◆ STATED TASK:
Make an exact copy of all the data.

◆ TASK INPUTS:
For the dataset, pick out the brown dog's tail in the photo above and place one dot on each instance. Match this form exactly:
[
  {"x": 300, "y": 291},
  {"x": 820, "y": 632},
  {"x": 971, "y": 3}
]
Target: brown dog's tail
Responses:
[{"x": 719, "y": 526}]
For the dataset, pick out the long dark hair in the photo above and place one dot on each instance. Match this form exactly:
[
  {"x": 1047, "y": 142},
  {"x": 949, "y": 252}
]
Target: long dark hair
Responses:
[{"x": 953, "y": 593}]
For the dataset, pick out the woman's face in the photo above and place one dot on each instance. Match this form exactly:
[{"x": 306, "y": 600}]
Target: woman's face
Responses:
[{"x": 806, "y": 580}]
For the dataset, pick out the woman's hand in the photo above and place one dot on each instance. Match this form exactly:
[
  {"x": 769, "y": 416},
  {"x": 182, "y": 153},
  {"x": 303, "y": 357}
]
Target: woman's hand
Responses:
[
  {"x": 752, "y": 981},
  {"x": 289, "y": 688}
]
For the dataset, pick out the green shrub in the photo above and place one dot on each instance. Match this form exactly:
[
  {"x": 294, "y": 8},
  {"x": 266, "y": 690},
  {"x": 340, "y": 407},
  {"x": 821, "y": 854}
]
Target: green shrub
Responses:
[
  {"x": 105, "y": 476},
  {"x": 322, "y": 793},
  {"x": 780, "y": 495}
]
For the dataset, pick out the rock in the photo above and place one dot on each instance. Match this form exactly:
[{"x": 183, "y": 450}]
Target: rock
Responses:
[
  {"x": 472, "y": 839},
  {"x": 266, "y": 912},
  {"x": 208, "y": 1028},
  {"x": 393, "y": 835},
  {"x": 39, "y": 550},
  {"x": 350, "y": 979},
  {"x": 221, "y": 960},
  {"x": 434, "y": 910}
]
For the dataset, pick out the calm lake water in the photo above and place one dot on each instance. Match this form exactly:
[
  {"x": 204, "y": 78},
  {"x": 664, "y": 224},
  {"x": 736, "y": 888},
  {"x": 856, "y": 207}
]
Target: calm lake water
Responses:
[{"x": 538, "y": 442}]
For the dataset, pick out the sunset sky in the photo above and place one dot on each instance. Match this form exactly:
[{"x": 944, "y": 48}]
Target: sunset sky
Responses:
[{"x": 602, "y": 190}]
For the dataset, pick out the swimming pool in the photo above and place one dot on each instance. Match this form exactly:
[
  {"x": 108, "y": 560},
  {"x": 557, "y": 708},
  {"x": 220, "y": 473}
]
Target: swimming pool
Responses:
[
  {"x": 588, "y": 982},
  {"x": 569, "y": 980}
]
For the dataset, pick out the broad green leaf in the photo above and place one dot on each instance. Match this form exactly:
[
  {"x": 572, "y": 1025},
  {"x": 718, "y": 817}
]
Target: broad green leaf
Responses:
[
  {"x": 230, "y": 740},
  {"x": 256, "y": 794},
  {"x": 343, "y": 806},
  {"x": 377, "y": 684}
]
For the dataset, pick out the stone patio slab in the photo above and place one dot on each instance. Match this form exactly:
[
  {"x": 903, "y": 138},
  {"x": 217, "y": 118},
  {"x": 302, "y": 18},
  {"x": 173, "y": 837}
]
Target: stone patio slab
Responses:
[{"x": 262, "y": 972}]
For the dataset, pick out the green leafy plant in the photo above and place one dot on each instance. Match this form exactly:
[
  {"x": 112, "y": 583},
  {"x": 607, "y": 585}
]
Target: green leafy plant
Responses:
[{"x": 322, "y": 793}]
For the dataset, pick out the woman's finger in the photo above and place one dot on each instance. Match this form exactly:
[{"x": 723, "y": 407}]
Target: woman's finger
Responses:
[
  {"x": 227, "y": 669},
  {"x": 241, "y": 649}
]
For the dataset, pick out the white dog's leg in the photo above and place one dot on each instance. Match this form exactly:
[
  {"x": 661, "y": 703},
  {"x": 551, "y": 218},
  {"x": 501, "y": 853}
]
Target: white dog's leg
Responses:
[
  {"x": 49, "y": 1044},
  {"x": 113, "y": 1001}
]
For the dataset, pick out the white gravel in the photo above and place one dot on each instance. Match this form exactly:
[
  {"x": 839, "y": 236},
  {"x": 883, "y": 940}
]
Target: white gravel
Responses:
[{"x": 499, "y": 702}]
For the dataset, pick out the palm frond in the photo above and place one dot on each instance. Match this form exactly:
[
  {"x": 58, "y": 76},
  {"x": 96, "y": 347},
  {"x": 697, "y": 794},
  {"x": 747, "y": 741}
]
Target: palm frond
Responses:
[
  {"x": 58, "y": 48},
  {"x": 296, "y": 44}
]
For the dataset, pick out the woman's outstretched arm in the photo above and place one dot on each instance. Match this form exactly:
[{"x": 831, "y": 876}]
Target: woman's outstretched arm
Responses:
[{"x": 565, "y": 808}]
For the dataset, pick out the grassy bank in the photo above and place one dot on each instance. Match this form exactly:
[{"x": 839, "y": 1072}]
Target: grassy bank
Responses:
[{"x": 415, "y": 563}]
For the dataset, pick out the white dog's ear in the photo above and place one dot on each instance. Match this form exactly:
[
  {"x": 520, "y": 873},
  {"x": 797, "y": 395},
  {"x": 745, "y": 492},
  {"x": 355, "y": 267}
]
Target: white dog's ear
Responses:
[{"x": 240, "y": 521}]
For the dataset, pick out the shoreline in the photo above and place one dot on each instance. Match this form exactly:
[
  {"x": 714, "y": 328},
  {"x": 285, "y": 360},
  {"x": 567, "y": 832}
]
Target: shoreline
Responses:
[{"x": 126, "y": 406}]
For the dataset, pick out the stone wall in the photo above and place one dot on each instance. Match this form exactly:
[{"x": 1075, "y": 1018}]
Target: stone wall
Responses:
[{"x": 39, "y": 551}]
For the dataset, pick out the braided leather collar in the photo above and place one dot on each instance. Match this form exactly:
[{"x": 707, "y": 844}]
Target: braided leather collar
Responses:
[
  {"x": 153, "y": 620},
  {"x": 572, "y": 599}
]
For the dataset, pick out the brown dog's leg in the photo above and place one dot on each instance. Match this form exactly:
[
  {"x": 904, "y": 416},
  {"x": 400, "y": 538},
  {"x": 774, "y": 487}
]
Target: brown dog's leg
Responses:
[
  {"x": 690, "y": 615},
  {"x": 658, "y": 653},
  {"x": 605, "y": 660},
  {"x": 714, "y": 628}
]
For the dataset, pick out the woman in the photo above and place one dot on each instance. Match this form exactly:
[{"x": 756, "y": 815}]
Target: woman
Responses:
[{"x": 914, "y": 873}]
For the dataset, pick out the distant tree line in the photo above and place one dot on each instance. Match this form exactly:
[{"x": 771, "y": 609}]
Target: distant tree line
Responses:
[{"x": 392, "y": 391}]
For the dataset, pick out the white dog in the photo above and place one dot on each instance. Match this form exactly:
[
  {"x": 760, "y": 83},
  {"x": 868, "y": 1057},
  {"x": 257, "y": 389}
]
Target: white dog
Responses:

◆ EXERCISE RESULT:
For the dataset, pick out the brown dog's tail in the photo above and place one dot on each instance. Match this form exactly:
[
  {"x": 300, "y": 291},
  {"x": 820, "y": 632},
  {"x": 971, "y": 3}
]
Target: brown dog's tail
Responses:
[{"x": 719, "y": 526}]
For the dataset, pick out the long dark hair in the photo above and place one dot on each instance. Match this form exactly:
[
  {"x": 1047, "y": 142},
  {"x": 949, "y": 252}
]
Target: long dark hair
Responses:
[{"x": 953, "y": 593}]
For the dataset, pick out the woman's face in the photo above and place one dot on each instance. Match this form exactly:
[{"x": 306, "y": 600}]
Target: woman's face
Responses:
[{"x": 806, "y": 580}]
For the dataset, pick out the woman's hand in the photo above and place one dot on each instance. Match this form exactly:
[
  {"x": 769, "y": 416},
  {"x": 182, "y": 153},
  {"x": 303, "y": 357}
]
Target: woman's hand
Responses:
[
  {"x": 752, "y": 981},
  {"x": 289, "y": 688}
]
For the dataset, pick out the green shrub in the photo above and place one dot on each instance. Match this form exactly:
[
  {"x": 294, "y": 8},
  {"x": 266, "y": 690},
  {"x": 340, "y": 407},
  {"x": 821, "y": 854}
]
Target: green shrub
Responses:
[
  {"x": 105, "y": 476},
  {"x": 322, "y": 793},
  {"x": 780, "y": 495}
]
For the dataset, pick out the rock in the photo above and place one dot on each instance. Match this form exactly:
[{"x": 183, "y": 450}]
Target: rock
Responses:
[
  {"x": 472, "y": 839},
  {"x": 266, "y": 912},
  {"x": 208, "y": 1028},
  {"x": 393, "y": 835},
  {"x": 39, "y": 550},
  {"x": 350, "y": 979},
  {"x": 221, "y": 960},
  {"x": 434, "y": 910}
]
For the dataset, pick out the calm lake water in the photo above and place one dot on each instance. Match this form exactly:
[
  {"x": 204, "y": 78},
  {"x": 664, "y": 224},
  {"x": 736, "y": 888},
  {"x": 856, "y": 207}
]
Target: calm lake water
Responses:
[{"x": 538, "y": 442}]
For the dataset, pick out the sunset sky in the photo above and place one dot on each instance. Match this form exactly:
[{"x": 944, "y": 48}]
Target: sunset sky
Responses:
[{"x": 602, "y": 190}]
For the dataset, pick out the swimming pool in the photo above and place one dot on each instance. Match this form exactly:
[
  {"x": 108, "y": 560},
  {"x": 557, "y": 708},
  {"x": 220, "y": 473}
]
Target: swimming pool
Responses:
[
  {"x": 588, "y": 982},
  {"x": 569, "y": 980}
]
For the dataset, pick out the broad green leaf in the photo above and place one dot on each instance. Match this form exactly:
[
  {"x": 572, "y": 1025},
  {"x": 718, "y": 817}
]
Target: broad green leaf
Responses:
[
  {"x": 230, "y": 740},
  {"x": 256, "y": 794},
  {"x": 343, "y": 806},
  {"x": 377, "y": 684}
]
For the dataset, pick out the stone patio slab in the photo above and place one dot on each instance. Match this form exactly:
[
  {"x": 903, "y": 138},
  {"x": 217, "y": 118},
  {"x": 302, "y": 18},
  {"x": 173, "y": 837}
]
Target: stone patio slab
Responses:
[{"x": 262, "y": 972}]
For the dataset, pick out the green leafy plant in the photo above and place one dot on each instance. Match this form exactly:
[
  {"x": 112, "y": 583},
  {"x": 607, "y": 585}
]
Target: green leafy plant
Responses:
[{"x": 322, "y": 793}]
For the dataset, pick out the woman's finger in the photo above and place one dot on each instance. Match this form exactly:
[{"x": 723, "y": 407}]
Target: woman's finger
Responses:
[
  {"x": 227, "y": 669},
  {"x": 241, "y": 649}
]
For the dataset, pick out the white dog's leg in the photo above and place one dot on each instance. Match this form exactly:
[
  {"x": 661, "y": 703},
  {"x": 551, "y": 218},
  {"x": 501, "y": 853}
]
Target: white dog's leg
Responses:
[
  {"x": 49, "y": 1044},
  {"x": 113, "y": 1001}
]
For the dataset, pick out the white gravel in the photo above and place one dot on each instance. Match this form exactly:
[
  {"x": 839, "y": 236},
  {"x": 883, "y": 940}
]
Target: white gravel
Responses:
[{"x": 499, "y": 702}]
For the dataset, pick out the palm frond in the photo above and place one dot on each instance. Match this form exactly:
[
  {"x": 58, "y": 76},
  {"x": 96, "y": 347},
  {"x": 697, "y": 794},
  {"x": 747, "y": 741}
]
Target: palm frond
Responses:
[
  {"x": 58, "y": 48},
  {"x": 296, "y": 44}
]
For the dataset, pick out the woman's outstretched arm in the photo above and place one dot on each instance. Match this form exactly:
[{"x": 831, "y": 876}]
Target: woman's outstretched arm
Responses:
[{"x": 565, "y": 808}]
For the dataset, pick out the grassy bank in the photo above and place one dot on each instance. Match this form exactly:
[{"x": 839, "y": 1072}]
Target: grassy bank
Responses:
[{"x": 415, "y": 563}]
For the dataset, pick out the white dog's ear in the photo above and place one dot on each instance. Match this form exactly:
[
  {"x": 520, "y": 873},
  {"x": 797, "y": 395},
  {"x": 745, "y": 492},
  {"x": 355, "y": 267}
]
Target: white dog's ear
Responses:
[{"x": 240, "y": 521}]
For the dataset, pick out the shoreline in the photo above and place one dot on each instance. Match this form exactly:
[
  {"x": 714, "y": 328},
  {"x": 285, "y": 360},
  {"x": 567, "y": 832}
]
Target: shoreline
Responses:
[{"x": 126, "y": 406}]
For the dataset, pick out the stone wall in the photo above and place one dot on each instance. Match this form exactly:
[{"x": 1075, "y": 1018}]
Target: stone wall
Responses:
[{"x": 39, "y": 551}]
For the dataset, pick out the braided leather collar in the photo above and place one dot on each instance. Match this form exactly:
[{"x": 707, "y": 844}]
Target: braided leather collar
Responses:
[
  {"x": 153, "y": 620},
  {"x": 572, "y": 599}
]
For the dataset, pick out the brown dog's leg in the photo above and place one dot on each instance. Match this form exactly:
[
  {"x": 904, "y": 416},
  {"x": 400, "y": 538},
  {"x": 774, "y": 487}
]
Target: brown dog's leg
Responses:
[
  {"x": 690, "y": 615},
  {"x": 658, "y": 653},
  {"x": 605, "y": 660},
  {"x": 714, "y": 628}
]
For the dataset, pick out the woman in the photo above and place one dot on each instance. Match this form exactly:
[{"x": 756, "y": 815}]
Target: woman
Responses:
[{"x": 914, "y": 873}]
For the dataset, pick out the distant tree line in the photo above and place one dot on each instance. Match this form exactly:
[{"x": 771, "y": 609}]
Target: distant tree line
Responses:
[{"x": 392, "y": 391}]
For the dataset, pick out the white dog in the photo above and place one dot on each instance. Match this form exactly:
[
  {"x": 760, "y": 83},
  {"x": 868, "y": 1057},
  {"x": 257, "y": 389}
]
Target: white dog
Responses:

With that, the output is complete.